Output the material exactly, but drop every image it holds.

Data supplied:

________________________________________

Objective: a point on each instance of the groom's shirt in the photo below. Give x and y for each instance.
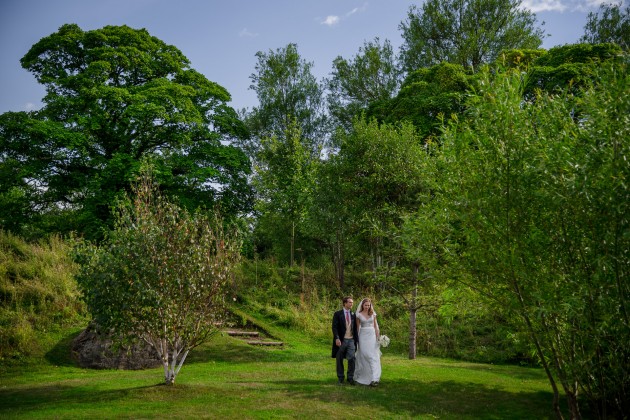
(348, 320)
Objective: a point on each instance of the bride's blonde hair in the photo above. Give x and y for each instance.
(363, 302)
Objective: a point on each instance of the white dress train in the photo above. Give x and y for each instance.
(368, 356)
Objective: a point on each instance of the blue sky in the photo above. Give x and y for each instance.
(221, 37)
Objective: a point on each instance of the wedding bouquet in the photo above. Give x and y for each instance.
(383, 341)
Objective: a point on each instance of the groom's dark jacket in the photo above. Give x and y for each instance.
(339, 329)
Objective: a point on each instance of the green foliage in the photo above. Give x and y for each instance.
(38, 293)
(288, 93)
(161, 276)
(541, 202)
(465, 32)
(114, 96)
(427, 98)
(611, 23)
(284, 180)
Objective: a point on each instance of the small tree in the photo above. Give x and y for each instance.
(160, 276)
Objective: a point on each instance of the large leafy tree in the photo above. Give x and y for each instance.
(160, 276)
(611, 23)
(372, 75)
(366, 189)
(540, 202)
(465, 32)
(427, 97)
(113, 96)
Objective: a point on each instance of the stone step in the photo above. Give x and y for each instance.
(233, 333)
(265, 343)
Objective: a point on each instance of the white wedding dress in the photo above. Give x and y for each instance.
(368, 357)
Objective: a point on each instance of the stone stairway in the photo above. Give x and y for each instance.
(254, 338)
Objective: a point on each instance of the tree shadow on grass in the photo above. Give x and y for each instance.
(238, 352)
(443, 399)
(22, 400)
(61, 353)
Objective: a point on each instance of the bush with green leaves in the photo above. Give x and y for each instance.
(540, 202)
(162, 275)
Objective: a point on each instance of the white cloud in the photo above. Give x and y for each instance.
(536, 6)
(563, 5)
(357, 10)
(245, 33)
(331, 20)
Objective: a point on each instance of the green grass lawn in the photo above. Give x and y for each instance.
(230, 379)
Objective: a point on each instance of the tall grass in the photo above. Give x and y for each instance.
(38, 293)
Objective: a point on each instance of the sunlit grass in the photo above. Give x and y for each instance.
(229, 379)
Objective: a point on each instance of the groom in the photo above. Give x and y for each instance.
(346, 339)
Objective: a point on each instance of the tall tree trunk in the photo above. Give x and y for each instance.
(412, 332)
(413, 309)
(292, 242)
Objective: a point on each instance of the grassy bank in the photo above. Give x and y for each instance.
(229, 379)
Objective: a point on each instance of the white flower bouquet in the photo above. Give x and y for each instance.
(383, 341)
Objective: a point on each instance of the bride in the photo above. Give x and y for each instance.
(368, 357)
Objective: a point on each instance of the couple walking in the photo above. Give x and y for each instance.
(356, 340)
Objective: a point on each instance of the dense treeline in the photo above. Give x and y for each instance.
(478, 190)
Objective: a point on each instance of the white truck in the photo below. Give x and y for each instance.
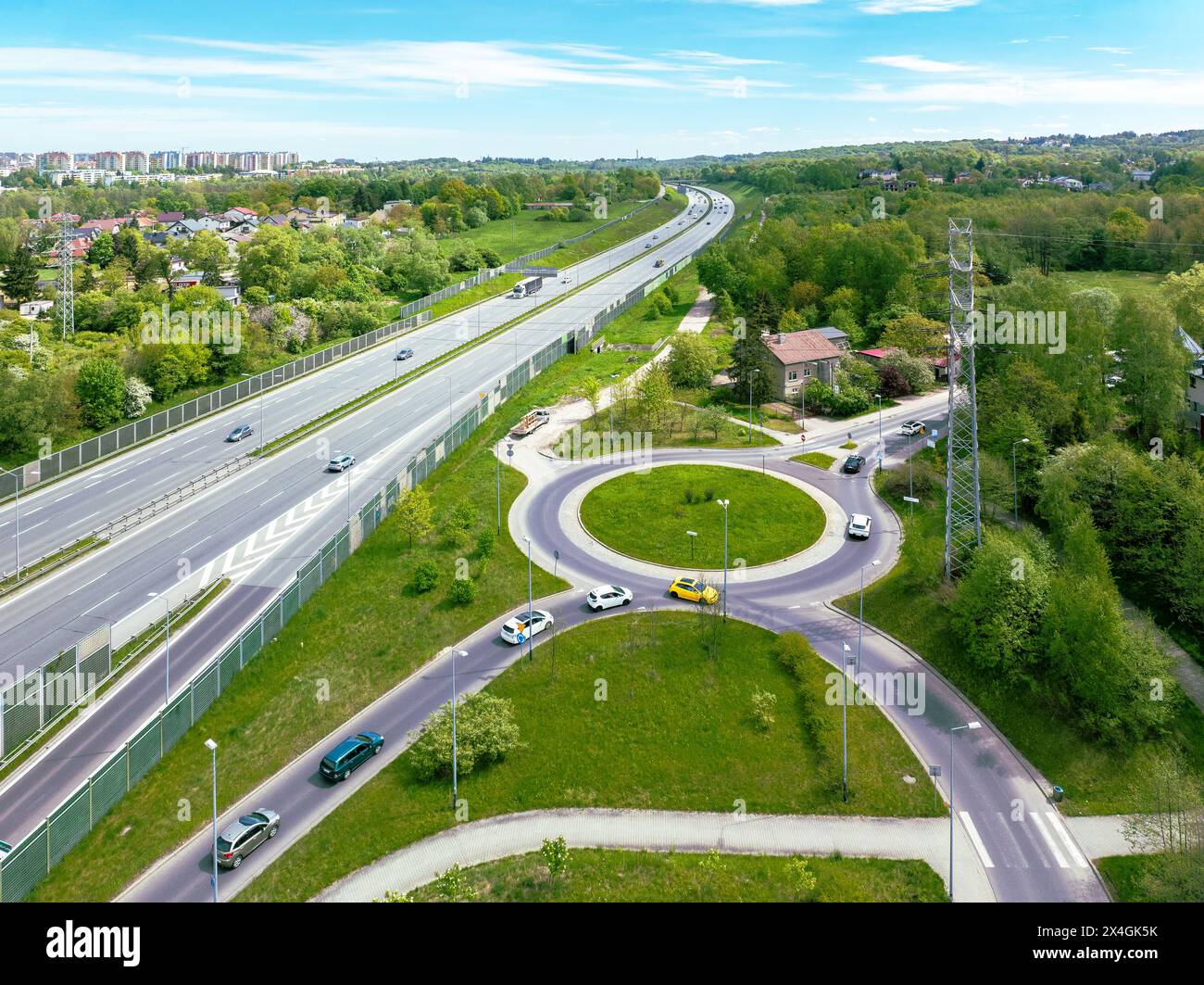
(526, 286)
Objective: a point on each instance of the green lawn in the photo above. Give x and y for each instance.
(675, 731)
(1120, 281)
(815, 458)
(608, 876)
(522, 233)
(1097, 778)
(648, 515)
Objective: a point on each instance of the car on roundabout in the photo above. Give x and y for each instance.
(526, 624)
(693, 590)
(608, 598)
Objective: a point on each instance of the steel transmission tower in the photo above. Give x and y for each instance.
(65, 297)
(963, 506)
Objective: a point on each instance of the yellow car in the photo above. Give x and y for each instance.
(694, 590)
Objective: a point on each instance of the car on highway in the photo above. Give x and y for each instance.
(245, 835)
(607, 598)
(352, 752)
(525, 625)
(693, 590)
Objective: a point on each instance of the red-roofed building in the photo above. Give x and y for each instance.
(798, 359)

________________________________________

Answer to the exercise:
Objective: a point on each instance of the groom's shirt in the photo below. Give x and y for each instance.
(348, 320)
Objective: a point on each instance of the bride's blonde hair in the photo above. Give x and y for each instance.
(363, 302)
Objective: a point on each instance of the white dress train in the photo above. Give x and y for each instance.
(368, 356)
Objective: a point on each instance of the blue sky in the photo above. Give x and y for each instance.
(221, 37)
Objective: a point on each instance of the wedding bouquet in the photo above. Give x and y for each instance.
(383, 341)
Objective: a point on each instance of the groom's dark jacket in the photo above. Give x and y for each instance.
(339, 329)
Objective: a point on each instance of the green foliage in the photo above. Give x and y for each instance.
(38, 293)
(288, 93)
(161, 276)
(541, 202)
(465, 32)
(114, 96)
(427, 98)
(611, 23)
(284, 180)
Objective: a point on each instance of the small tree in the photo above. Give x and y for each instance.
(160, 276)
Objective: a point on each instance of the large leafy tree in the photo above. Give x and y for each instance.
(160, 276)
(611, 23)
(372, 75)
(366, 189)
(540, 202)
(465, 32)
(427, 97)
(113, 96)
Objective: a point on each instance of the stone step in the photo above. Give x and y for each instance.
(233, 333)
(265, 343)
Objective: a point on each instance of the white wedding dress in the photo above. Give x and y for each instance.
(368, 357)
Objective: a point on each instance of the stone stairway in the photo above. Give x and y for each instance.
(254, 338)
Objective: a point on each instance of the tree shadow on grass in the photo above. Give x and y for each instance.
(238, 352)
(443, 399)
(22, 400)
(61, 353)
Objective: a point on each instance of the bush with green leaves in the photo above. Give x and y for each instance.
(540, 202)
(162, 275)
Objective: a point on each instance of the white cloud in the photo above. Give x and y for each instance.
(536, 6)
(563, 5)
(357, 10)
(245, 33)
(331, 20)
Objective: a point on each instance of the green grass lawn in the photo above. Give x and y for each instance.
(230, 379)
Objective: a point on each instance of the tall grass in the photo above. Give x and y for each instance.
(38, 293)
Objective: a point on each instance of the sunlit grass in the photo above. Give x and y for each instance.
(229, 379)
Objective: a point on each instance of the groom in the photo above. Give x and y for each instance.
(346, 339)
Objective: a point on each instance of the tall tree trunk in the photo above. Give x and y for each instance.
(412, 332)
(413, 309)
(292, 242)
Objective: a point on each instance of the grassy bank in the photo above. Give x and y for each instance.
(229, 379)
Objective: a point on each instance of the white flower bouquet in the photo above. Give x and y for each instance.
(383, 341)
Objective: a point on each instance of the bride in the photo above. Give x and y for each instance.
(368, 357)
Objective: a point on each instance of the couple walking in the photo above. Give x and y for each instance.
(356, 340)
Objective: a point on each instance of the dense treeline in the photo above. Give x and y for each instance.
(478, 190)
Objective: a point on each instance of the white truck in the photo below. Give x and y for each instance.
(526, 286)
Objective: a point on each instance of the green lawn in the photo above. Give x and y for each instance.
(675, 731)
(1120, 281)
(815, 458)
(608, 876)
(522, 233)
(1097, 778)
(648, 515)
Objective: a point on each instance of the car on roundabout in the photo above. Give x and y for each instance.
(526, 624)
(693, 590)
(608, 598)
Objective: a point on each instance of the steel transmission tower in the photo above. Give x and y for each instance.
(65, 297)
(963, 506)
Objective: a point on each instance of the yellow car in the photo above. Give x and y for each instance.
(694, 590)
Objective: a point on each instance of the car on highway in the photo above. Give x and y for each instance.
(245, 835)
(607, 598)
(352, 752)
(525, 625)
(693, 590)
Objective: a point on each instance of the red-roofed building in the photo above. Give x and y for each instance.
(798, 359)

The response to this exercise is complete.